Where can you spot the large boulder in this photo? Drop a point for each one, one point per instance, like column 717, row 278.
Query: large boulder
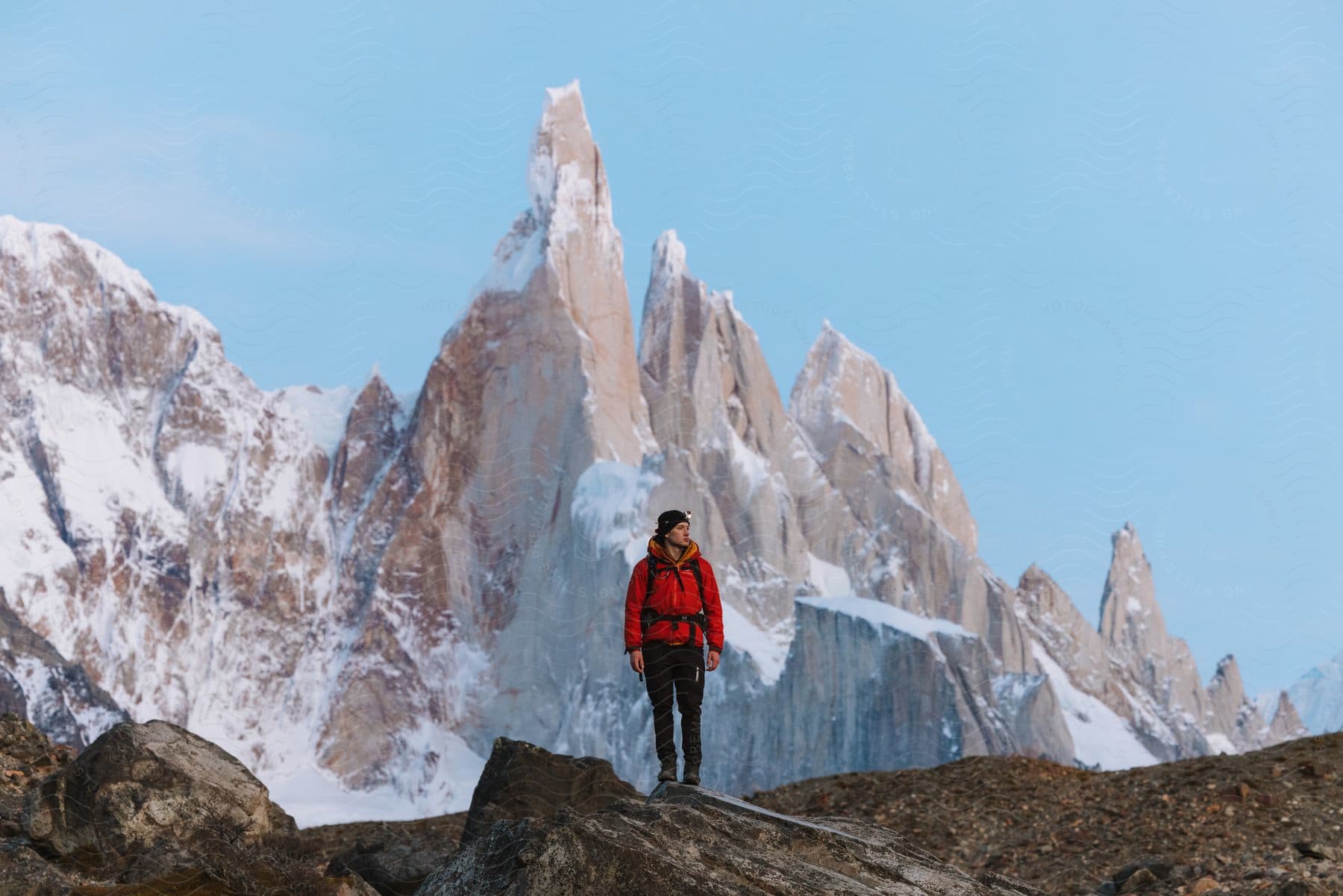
column 523, row 780
column 143, row 786
column 704, row 842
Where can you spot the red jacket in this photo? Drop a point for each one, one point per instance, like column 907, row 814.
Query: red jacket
column 674, row 590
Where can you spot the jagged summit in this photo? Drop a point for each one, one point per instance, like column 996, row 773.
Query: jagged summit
column 40, row 246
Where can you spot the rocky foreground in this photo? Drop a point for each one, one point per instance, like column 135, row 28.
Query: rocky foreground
column 154, row 809
column 1268, row 821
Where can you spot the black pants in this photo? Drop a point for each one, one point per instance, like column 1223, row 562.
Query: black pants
column 680, row 666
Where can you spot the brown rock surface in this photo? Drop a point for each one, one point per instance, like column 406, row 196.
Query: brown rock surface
column 139, row 788
column 1069, row 830
column 523, row 781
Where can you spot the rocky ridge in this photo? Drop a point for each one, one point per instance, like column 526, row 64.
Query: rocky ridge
column 1268, row 821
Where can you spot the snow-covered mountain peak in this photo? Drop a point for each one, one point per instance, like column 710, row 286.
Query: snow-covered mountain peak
column 1318, row 695
column 566, row 178
column 1130, row 617
column 844, row 399
column 40, row 248
column 668, row 260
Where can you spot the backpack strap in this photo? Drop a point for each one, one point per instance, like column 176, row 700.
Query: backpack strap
column 648, row 617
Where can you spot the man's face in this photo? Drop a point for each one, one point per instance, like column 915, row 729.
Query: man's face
column 680, row 535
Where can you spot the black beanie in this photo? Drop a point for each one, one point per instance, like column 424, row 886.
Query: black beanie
column 668, row 520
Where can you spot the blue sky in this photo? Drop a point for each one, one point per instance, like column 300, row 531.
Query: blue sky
column 1096, row 243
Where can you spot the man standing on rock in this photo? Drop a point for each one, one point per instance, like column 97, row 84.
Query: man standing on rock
column 671, row 607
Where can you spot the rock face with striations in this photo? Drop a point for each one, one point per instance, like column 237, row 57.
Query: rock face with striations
column 523, row 780
column 707, row 842
column 141, row 786
column 37, row 683
column 336, row 587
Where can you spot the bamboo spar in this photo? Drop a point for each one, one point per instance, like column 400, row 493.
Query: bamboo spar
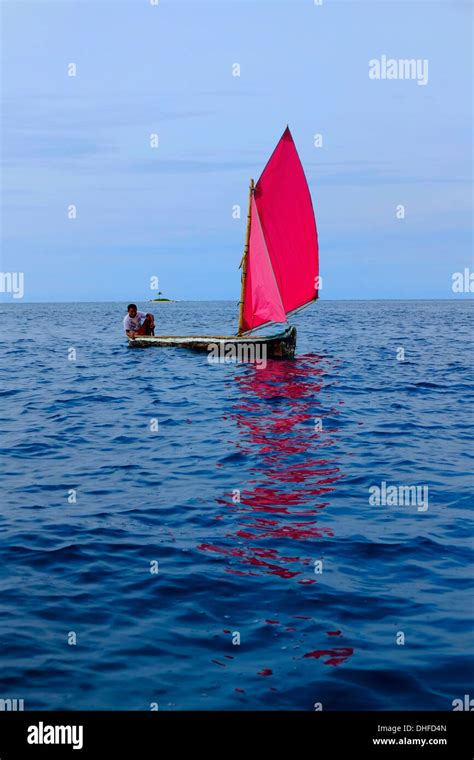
column 243, row 263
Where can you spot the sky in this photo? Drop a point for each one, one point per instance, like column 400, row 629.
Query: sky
column 169, row 212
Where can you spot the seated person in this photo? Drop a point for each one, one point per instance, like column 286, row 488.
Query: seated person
column 138, row 323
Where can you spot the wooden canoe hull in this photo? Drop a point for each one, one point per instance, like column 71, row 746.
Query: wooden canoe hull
column 280, row 346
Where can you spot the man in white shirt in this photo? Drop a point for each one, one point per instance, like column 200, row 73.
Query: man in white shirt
column 137, row 322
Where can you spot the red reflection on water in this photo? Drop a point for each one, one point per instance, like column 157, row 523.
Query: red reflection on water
column 285, row 481
column 336, row 656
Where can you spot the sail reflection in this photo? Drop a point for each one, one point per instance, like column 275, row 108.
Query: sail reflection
column 276, row 517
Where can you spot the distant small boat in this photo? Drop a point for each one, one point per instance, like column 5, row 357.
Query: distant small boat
column 279, row 264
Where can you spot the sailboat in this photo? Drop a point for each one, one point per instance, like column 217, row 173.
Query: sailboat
column 280, row 269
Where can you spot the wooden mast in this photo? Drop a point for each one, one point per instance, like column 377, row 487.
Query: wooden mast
column 244, row 260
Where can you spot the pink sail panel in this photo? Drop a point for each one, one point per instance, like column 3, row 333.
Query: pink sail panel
column 262, row 302
column 286, row 213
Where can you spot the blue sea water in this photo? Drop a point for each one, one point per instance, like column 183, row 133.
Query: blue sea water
column 253, row 476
******
▸ **Lavoro richiesto**
Ricopia senza alcuna modifica tutte le righe del materiale riportato sopra, tralasciando le immagini.

▸ **Risposta al compito**
Where can you spot the large boulder in this photo? Drop a point for each one, one point per instance, like column 717, row 278.
Query: large boulder
column 523, row 780
column 143, row 786
column 704, row 842
Where can you spot the red jacket in this photo? Drop a point for each one, one point per instance, like column 907, row 814.
Query: red jacket
column 674, row 590
Where can you spot the jagged summit in this photo? Drop a point for each one, one point per instance, like column 996, row 773.
Query: jagged summit
column 40, row 246
Where can you spot the rocky foreground in this photo? Drop a point for each one, one point per instance, like column 135, row 28.
Query: rocky foreground
column 154, row 809
column 1268, row 821
Where can you spot the black pants in this photo? Drop a point for each one, one point per instance, like column 1223, row 562.
Query: black pants
column 680, row 666
Where can you spot the brown rock surface in this photo? Drop a point for each one, one point per instance, like column 406, row 196.
Query: brown rock surface
column 139, row 788
column 1069, row 830
column 523, row 781
Where can you spot the rocky ridge in this photo? Drop a point for each one, one point per instance, like column 526, row 64.
Query: rocky ridge
column 1268, row 821
Where can you spot the snow-covered mountain peak in this photo? Drop a point for each one, one point per instance, like column 710, row 286.
Query: snow-covered mountain peak
column 1318, row 695
column 566, row 178
column 1130, row 617
column 844, row 399
column 40, row 248
column 668, row 260
Where can you spot the backpack strap in this photo? Drop a point for each one, one point per instance, like column 176, row 700.
Query: backpack strap
column 648, row 617
Where can you spot the man's face in this photo? Drop a point for each one, one point per instance, like column 915, row 729.
Query: man's face
column 680, row 535
Where can you spot the black beanie in this photo? Drop a point for each one, one point per instance, like column 424, row 886.
Query: black beanie
column 668, row 520
Where can you spot the blue sky in this photo? Drop a point for each one, one point per instance, like column 300, row 531.
Query: blue sky
column 1096, row 243
Where can you spot the man standing on rock in this photo? Drop a point for each one, one point per instance, like column 97, row 84.
Query: man standing on rock
column 671, row 607
Where can you spot the rock face with striations in this photo? Drop a point for each one, one point per instance, like column 237, row 57.
Query: rock face with striations
column 523, row 780
column 707, row 842
column 141, row 786
column 37, row 683
column 336, row 587
Where can you spot the bamboo spar in this photo? Drop a point for each one, one point per instance, like column 400, row 493.
Query: bamboo spar
column 243, row 263
Where can you spot the sky in this photo? Drop a point for each one, one point per instance, like column 400, row 629.
Query: sky
column 169, row 212
Where can you spot the seated person in this photo? Drop a point for each one, one point per instance, like column 286, row 488.
Query: seated person
column 138, row 323
Where can you spot the wooden canoe hull in this photo? Drop a point for each one, one point per instance, like column 71, row 746.
Query: wooden canoe hull
column 280, row 346
Where can you spot the man in white shirt in this photo? Drop a point for each one, one point per instance, like column 200, row 73.
Query: man in white shirt
column 137, row 322
Where can you spot the red reflection on water in this photo? Drop a point for each one, one point per instance, like column 157, row 523.
Query: red reflection on water
column 285, row 481
column 336, row 656
Where can you spot the sail reflection in this photo? Drop a point for each one, one point per instance, like column 275, row 108.
Query: sail reflection
column 276, row 517
Where can you spot the distant small boat in this photo? Drop a point for each one, one point per instance, like column 5, row 357.
Query: distant small boat
column 279, row 264
Where can you spot the sailboat in this photo? Drop a point for each one, one point per instance, like column 217, row 173.
Query: sailboat
column 280, row 269
Where can you spot the wooden mast in this photo? Drop a point for each one, one point per instance, like column 377, row 487.
Query: wooden mast
column 244, row 260
Where can you spot the pink sail panel in this photo? Drop a point for each one, one point per instance, like column 3, row 333.
Query: pink sail panel
column 262, row 302
column 286, row 213
Where can you spot the blue sea water in this photo? Drop a point for each one, one point per instance, like column 183, row 133.
Query: blue sea water
column 253, row 476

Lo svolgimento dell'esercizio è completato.